[Exercise brief]: Print out all of the data below, keeping it identical to the original.

[Supplied material]:
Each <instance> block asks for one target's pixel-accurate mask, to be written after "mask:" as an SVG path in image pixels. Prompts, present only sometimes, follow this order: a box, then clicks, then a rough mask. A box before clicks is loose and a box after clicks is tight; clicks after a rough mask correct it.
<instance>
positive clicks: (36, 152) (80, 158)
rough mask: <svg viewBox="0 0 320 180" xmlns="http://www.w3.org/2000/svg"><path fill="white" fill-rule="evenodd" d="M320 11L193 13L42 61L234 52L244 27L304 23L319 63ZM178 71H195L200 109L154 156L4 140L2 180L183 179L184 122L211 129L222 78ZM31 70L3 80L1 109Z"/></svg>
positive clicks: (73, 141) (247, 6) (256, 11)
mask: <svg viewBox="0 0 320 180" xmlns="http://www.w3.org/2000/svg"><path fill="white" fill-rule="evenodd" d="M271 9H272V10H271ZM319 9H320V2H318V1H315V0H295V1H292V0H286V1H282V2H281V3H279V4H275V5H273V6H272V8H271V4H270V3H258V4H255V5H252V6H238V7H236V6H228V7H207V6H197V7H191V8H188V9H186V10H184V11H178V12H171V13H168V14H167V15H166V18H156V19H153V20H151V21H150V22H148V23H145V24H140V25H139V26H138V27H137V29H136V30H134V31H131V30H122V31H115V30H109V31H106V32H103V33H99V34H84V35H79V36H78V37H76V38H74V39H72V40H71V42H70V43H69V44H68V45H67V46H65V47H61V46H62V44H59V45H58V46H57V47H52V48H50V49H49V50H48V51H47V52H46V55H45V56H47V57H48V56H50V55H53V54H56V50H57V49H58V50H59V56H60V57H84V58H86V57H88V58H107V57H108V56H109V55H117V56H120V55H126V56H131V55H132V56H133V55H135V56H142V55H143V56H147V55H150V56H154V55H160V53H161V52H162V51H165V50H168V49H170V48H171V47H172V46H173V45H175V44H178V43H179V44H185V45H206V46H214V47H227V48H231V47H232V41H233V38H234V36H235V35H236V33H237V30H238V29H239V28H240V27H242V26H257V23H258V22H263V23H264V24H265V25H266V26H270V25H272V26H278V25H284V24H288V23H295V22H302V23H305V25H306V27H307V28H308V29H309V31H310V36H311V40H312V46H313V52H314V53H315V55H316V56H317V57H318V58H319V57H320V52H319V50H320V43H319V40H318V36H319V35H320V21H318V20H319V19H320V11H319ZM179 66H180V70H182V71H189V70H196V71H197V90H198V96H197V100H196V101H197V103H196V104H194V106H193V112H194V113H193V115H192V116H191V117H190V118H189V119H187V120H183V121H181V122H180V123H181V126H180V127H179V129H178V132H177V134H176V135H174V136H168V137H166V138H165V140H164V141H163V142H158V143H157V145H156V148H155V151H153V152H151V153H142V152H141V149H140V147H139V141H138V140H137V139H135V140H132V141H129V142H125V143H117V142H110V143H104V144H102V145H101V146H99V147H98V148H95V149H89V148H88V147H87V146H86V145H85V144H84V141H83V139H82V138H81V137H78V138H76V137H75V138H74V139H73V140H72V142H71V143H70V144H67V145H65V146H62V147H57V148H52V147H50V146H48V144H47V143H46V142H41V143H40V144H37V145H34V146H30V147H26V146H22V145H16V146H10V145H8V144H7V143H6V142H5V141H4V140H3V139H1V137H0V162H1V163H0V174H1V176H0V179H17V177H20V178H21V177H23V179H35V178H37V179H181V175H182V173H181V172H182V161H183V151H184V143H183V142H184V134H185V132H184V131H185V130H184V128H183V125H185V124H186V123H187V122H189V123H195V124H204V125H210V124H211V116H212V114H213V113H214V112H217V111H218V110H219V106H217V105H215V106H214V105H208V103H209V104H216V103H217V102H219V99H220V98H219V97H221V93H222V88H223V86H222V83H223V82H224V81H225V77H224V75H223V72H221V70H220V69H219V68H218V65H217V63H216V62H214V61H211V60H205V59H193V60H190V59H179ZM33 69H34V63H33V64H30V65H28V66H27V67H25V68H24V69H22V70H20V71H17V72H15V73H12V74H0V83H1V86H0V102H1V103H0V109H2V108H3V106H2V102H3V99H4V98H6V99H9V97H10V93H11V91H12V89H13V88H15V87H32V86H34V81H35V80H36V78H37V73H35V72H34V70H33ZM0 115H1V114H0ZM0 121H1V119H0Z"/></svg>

[Task solution]:
Each <instance> block asks for one target's pixel-accurate mask, to be written after "mask:" as an SVG path in image pixels. Prompts, present only sometimes, follow this order: a box, then clicks, then a rough mask. A box before clicks is loose and a box after clicks is tight; clicks after a rough mask correct it.
<instance>
positive clicks: (36, 152) (80, 158)
rough mask: <svg viewBox="0 0 320 180" xmlns="http://www.w3.org/2000/svg"><path fill="white" fill-rule="evenodd" d="M320 11L193 13L42 61L234 52L244 27L304 23L319 63ZM178 71H195L200 109L154 156L4 140L2 180L183 179L184 122L211 129L222 78ZM31 70L3 80L1 109Z"/></svg>
positive clicks: (73, 141) (247, 6) (256, 11)
mask: <svg viewBox="0 0 320 180" xmlns="http://www.w3.org/2000/svg"><path fill="white" fill-rule="evenodd" d="M271 9H272V10H271ZM319 9H320V2H318V1H315V0H295V1H292V0H286V1H282V2H281V3H279V4H275V5H273V6H272V8H271V4H270V3H258V4H255V5H252V6H238V7H236V6H228V7H207V6H197V7H191V8H188V9H186V10H184V11H178V12H171V13H168V14H167V15H166V18H156V19H153V20H151V21H150V22H148V23H145V24H140V25H139V26H138V27H137V29H136V30H134V31H131V30H122V31H115V30H109V31H106V32H103V33H99V34H84V35H79V36H78V37H76V38H74V39H72V40H71V42H70V43H69V44H68V45H67V46H65V47H61V46H62V44H59V45H58V46H57V47H52V48H50V49H49V50H48V51H47V52H46V55H45V56H47V57H48V56H50V55H53V54H56V50H57V49H58V50H59V56H60V57H84V58H86V57H88V58H107V57H108V56H109V55H117V56H120V55H126V56H131V55H132V56H133V55H135V56H142V55H143V56H147V55H150V56H154V55H160V53H161V52H162V51H165V50H168V49H170V48H171V47H172V46H173V45H175V44H178V43H179V44H185V45H206V46H214V47H227V48H231V47H232V41H233V38H234V36H235V35H236V33H237V30H238V29H239V28H240V27H242V26H257V23H258V22H263V23H264V24H265V25H266V26H270V25H272V26H278V25H284V24H288V23H295V22H302V23H305V25H306V27H307V28H308V29H309V31H310V36H311V40H312V46H313V52H314V53H315V55H316V56H317V57H318V58H319V57H320V52H319V50H320V43H319V40H318V36H319V35H320V21H318V20H319V19H320V11H319ZM179 66H180V70H182V71H189V70H196V71H197V90H198V96H197V100H196V101H197V103H196V104H194V106H193V112H194V113H193V115H192V116H191V117H190V118H189V119H187V120H183V121H181V122H180V123H181V126H180V127H179V129H178V132H177V134H176V135H174V136H168V137H166V138H165V140H164V141H163V142H158V143H157V145H156V148H155V151H153V152H151V153H142V152H141V149H140V147H139V141H138V140H137V139H135V140H132V141H129V142H125V143H117V142H110V143H104V144H102V145H101V146H99V147H98V148H95V149H89V148H88V147H87V146H86V145H85V144H84V141H83V139H82V138H81V137H78V138H76V137H75V138H74V139H73V140H72V142H71V143H70V144H67V145H65V146H62V147H57V148H52V147H50V146H48V144H47V143H46V142H41V143H40V144H37V145H34V146H30V147H26V146H22V145H16V146H10V145H8V144H7V143H6V142H5V141H4V140H3V139H1V137H0V162H1V163H0V174H1V176H0V179H17V177H20V178H21V177H23V179H35V178H37V179H181V175H182V173H181V172H182V161H183V151H184V143H183V142H184V134H185V132H184V131H185V130H184V128H183V125H185V124H186V123H187V122H189V123H195V124H204V125H210V124H211V116H212V114H213V113H214V112H217V111H218V110H219V106H217V105H215V106H214V105H208V103H209V104H216V103H217V102H219V99H220V98H219V97H221V93H222V88H223V86H222V83H223V82H224V81H225V77H224V75H223V72H221V70H220V69H219V68H218V65H217V63H216V62H214V61H211V60H205V59H193V60H190V59H179ZM33 69H34V63H33V64H30V65H28V66H27V67H25V68H24V69H22V70H20V71H17V72H15V73H12V74H0V83H1V86H0V102H1V103H0V109H2V108H3V106H2V102H3V99H4V98H6V99H9V97H10V93H11V91H12V89H13V88H15V87H32V86H34V81H35V80H36V78H37V73H35V72H34V70H33ZM0 115H1V114H0ZM0 121H1V119H0Z"/></svg>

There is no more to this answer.